Resource manager integration

This page reports about the configuration to be performed in order to interact with the cluster resource manager and the setup to define the user able to submit the commands.

Note

Before proceeding with the following steps, check that you have the required pre-requisites installed. In particular the resource manager should be installed and running. Additionally, make sure the Ophidia server source code or binary package is available on the system where the resource managere integration is being performed.

Main configuration

The main server configuration file is located in $prefix/etc/rmanager.conf. This file and the related scripts saved in $prefix/etc/script/ have to be adapted according to the scheduler (resource manager) adopted for job submission. In case of Slurm the following configuration should be adequate.

SUBM_CMD_TO_SUBMIT=/usr/local/ophidia/oph-server/etc/script/oph_submit.sh
SUBM_CMD_TO_START=/usr/local/ophidia/oph-server/etc/script/oph_start.sh
SUBM_CMD_TO_CANCEL=/usr/local/ophidia/oph-server/etc/script/oph_cancel.sh
SUBM_CMD_TO_STOP=/usr/local/ophidia/oph-server/etc/script/oph_cancel.sh
SUBM_CMD_TO_COUNT=/usr/local/ophidia/oph-server/etc/script/oph_count.sh
SUBM_CMD_TO_CHECK=/usr/local/ophidia/oph-server/etc/script/oph_check.sh
SUBM_MULTIUSER=no
SUBM_GROUP=ophidia
SUBM_QUEUE_HIGH=ophidia
SUBM_QUEUE_LOW=ophidia
SUBM_PREFIX=
SUBM_POSTFIX=>/dev/null 2>&1 </dev/null

Description of the parameters (lines can be commented using #):

SUBM_CMD_TO_SUBMIT ← command or script used to submit Ophidia operators
SUBM_CMD_TO_START  ← command or script used to start cluster deployment in case dynamic deployment is enabled
SUBM_CMD_TO_CANCEL ← command or script used to stop the execution of an Ophidia operator
SUBM_CMD_TO_STOP   ← command or script used to stop a cluster already deployed
SUBM_CMD_TO_COUNT  ← command or script used to retrieve the number of hosts available to deploy a new cluster
SUBM_CMD_TO_CHECK  ← command or script used to retrieve job status at the resource manager in case POLL_TIME > 0
SUBM_MULTIUSER     ← set to "yes" to enable multi-user mode (default "no")
SUBM_GROUP         ← Linux group of Ophidia users in multi-user mode
SUBM_QUEUE_HIGH    ← name of high-priority queue, used for serial jobs
SUBM_QUEUE_LOW     ← name of low-priority queue, used for parallel jobs
SUBM_PREFIX        ← prefix added to submission strings
SUBM_POSTFIX       ← postfix appended to submission strings

The scripts provided by the package (in etc/script/) was developed under the assumption that Slurm is used as resource manager and the related tools (for instance srun, scancel and squeue) are saved in /usr/local/ophidia/extra/bin. Adapt them accordingly following th examples reported in next sections.

(Location identification entries)

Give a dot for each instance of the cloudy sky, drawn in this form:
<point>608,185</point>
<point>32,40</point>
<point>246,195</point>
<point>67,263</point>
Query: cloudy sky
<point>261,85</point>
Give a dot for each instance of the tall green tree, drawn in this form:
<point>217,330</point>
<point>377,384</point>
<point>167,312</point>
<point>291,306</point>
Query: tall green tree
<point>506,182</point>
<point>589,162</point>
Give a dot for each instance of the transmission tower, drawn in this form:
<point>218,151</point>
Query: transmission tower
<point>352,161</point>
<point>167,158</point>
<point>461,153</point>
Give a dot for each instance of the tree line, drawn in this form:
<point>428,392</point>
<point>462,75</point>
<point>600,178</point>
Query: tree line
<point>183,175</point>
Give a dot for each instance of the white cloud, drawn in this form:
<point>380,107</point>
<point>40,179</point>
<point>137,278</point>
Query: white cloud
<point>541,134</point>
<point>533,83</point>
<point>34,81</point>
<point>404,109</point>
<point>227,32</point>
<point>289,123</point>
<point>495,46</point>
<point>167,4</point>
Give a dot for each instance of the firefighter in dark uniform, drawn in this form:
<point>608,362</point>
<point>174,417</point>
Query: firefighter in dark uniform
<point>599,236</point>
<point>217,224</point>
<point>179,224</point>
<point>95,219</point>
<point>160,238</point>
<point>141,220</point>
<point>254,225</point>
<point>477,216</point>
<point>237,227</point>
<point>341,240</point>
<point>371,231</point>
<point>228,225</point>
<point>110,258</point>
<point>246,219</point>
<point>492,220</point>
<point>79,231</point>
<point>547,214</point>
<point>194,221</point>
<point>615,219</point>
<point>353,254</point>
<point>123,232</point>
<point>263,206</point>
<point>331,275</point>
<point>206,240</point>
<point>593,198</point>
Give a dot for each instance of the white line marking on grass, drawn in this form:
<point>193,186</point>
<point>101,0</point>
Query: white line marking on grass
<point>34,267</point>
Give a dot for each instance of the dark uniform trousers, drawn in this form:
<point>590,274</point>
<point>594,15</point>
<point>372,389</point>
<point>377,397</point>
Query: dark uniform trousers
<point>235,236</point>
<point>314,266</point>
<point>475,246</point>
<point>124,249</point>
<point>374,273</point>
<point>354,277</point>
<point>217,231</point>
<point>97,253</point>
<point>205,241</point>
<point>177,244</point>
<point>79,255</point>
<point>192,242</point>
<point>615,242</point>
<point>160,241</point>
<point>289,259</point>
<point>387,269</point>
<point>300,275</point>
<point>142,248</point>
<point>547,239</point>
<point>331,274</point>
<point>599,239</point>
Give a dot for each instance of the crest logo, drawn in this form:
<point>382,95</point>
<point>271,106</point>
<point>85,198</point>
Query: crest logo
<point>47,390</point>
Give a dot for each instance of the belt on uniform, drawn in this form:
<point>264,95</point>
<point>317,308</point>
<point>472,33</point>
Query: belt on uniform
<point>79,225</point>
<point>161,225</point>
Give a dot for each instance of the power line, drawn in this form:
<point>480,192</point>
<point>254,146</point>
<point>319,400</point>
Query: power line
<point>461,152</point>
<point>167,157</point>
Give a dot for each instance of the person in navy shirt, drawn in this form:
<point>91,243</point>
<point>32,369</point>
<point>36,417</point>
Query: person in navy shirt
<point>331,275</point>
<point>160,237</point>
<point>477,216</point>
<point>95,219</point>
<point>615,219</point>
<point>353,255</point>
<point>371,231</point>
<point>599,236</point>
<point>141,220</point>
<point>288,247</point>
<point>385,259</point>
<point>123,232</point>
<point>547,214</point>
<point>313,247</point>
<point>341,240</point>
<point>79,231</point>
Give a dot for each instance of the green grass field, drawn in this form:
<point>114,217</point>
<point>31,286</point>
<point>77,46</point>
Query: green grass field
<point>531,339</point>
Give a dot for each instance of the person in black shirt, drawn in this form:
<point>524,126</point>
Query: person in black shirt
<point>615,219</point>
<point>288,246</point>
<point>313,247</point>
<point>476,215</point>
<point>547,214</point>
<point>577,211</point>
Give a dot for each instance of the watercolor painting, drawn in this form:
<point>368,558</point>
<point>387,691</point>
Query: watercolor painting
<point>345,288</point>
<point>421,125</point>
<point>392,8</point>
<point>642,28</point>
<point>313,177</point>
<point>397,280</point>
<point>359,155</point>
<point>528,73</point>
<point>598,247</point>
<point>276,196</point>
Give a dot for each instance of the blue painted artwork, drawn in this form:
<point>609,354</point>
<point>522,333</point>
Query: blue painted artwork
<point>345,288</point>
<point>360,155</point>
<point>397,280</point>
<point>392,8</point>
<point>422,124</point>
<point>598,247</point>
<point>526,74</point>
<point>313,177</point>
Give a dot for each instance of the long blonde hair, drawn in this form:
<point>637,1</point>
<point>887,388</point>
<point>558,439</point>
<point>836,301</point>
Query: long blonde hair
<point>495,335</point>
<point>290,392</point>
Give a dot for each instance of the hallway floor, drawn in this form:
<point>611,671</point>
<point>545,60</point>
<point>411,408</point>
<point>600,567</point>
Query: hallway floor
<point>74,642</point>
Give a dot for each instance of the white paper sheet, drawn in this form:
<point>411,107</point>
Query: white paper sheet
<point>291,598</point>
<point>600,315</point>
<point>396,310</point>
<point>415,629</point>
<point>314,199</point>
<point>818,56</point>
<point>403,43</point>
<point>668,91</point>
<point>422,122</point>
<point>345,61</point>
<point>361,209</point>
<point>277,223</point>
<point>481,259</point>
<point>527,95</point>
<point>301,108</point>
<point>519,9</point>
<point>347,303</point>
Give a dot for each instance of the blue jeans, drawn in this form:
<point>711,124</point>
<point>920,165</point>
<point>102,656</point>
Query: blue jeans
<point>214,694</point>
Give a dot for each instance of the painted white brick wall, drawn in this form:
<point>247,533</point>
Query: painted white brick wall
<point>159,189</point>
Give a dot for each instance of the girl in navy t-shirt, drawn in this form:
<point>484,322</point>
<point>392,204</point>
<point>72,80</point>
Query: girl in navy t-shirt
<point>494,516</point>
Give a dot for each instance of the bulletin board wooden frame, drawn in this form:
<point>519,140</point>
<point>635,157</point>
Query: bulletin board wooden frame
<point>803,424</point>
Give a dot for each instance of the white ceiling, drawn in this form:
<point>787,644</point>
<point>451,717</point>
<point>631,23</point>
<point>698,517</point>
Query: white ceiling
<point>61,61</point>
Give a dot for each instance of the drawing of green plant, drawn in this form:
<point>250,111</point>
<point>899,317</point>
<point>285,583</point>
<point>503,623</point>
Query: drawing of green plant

#### AIM 1
Echo the resource manager integration page from "Before proceeding with" up to and including "should be adequate.".
#### AIM 2
Proceed with the resource manager integration page, continuing from where it stops.
These rows were drawn from a separate source.

#### FINAL ANSWER 1
Before proceeding with the following steps, check that you have the required pre-requisites installed. In particular the resource manager should be installed and running. Additionally, make sure the Ophidia server source code or binary package is available on the system where the resource managere integration is being performed.

Main configuration

The main server configuration file is located in $prefix/etc/rmanager.conf. This file and the related scripts saved in $prefix/etc/script/ have to be adapted according to the scheduler (resource manager) adopted for job submission. In case of Slurm the following configuration should be adequate.

#### FINAL ANSWER 2
A new configuration file could be created in etc/rms/ as long as the symbolic link rmanager.conf is changed accordingly and the package is reinstalled manually.

Note

Starting from v1.4 of Ophidia Server the configuration of resource manager has been drastically changed as different parameters needed to be set. See the v1.3.0 documentation for further details.

Multi-user configuration

By default Ophidia Server submits any command (by starting the execution of a script) as the Linux user identified by SUBM_USER (single-user mode), considering Linux privilegies associated with that user.

Consider to set SUBM_MULTIUSER to “yes” if Ophidia platform is exploited in a cluster environment. In this scenario file access could require specific privilegies: for instance, the access to a file exported by an user (see OPH_EXPORTNC) could be denied to another user. In case multi-user mode is adopted the server requests the resource manager to use Linux credentials of the user sending each command: OS user identifier is equal to the value of parameter OPH_OS_USERNAME and can be modified by means of the tool oph_manage_user or editing user configuration as explained here.

In particular, by adopting multi-user mode (and considering the scripts set in previous configuration file) any Ophidia operator would be submitted as follows

sudo -u <user> /usr/local/ophidia/oph-server/etc/script/oph_submit.sh ... parameters ...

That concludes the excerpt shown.